Rows of named objects with pointed locations
## start
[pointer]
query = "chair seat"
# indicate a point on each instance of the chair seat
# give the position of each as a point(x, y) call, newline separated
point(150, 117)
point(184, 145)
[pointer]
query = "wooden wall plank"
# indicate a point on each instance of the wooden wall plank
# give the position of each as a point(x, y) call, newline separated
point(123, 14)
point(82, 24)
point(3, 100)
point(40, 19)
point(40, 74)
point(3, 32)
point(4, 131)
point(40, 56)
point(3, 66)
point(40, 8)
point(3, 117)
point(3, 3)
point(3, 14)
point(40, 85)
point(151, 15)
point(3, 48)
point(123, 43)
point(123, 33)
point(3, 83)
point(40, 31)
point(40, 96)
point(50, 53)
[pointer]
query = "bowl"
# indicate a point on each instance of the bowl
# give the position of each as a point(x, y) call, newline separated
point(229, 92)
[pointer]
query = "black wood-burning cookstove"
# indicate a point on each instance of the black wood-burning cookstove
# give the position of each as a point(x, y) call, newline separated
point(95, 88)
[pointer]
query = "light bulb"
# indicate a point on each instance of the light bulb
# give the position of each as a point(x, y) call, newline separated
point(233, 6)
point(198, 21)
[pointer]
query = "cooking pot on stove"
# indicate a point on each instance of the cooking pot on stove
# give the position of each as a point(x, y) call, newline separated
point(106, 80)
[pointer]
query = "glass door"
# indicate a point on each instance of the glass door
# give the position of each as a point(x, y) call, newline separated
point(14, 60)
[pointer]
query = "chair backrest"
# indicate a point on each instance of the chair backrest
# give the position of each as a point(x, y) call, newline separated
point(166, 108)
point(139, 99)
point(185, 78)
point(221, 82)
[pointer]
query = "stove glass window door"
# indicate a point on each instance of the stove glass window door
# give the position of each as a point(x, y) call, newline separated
## end
Exercise
Rewrite the rows from the first line through the line containing "point(184, 145)", requests included, and shift every coordinate in the answers by adding 63 to it.

Written answer
[pointer]
query = "chair seat"
# indicate a point on each instance of the chair seat
# give the position of each as a point(x, y) call, newline separated
point(213, 180)
point(247, 208)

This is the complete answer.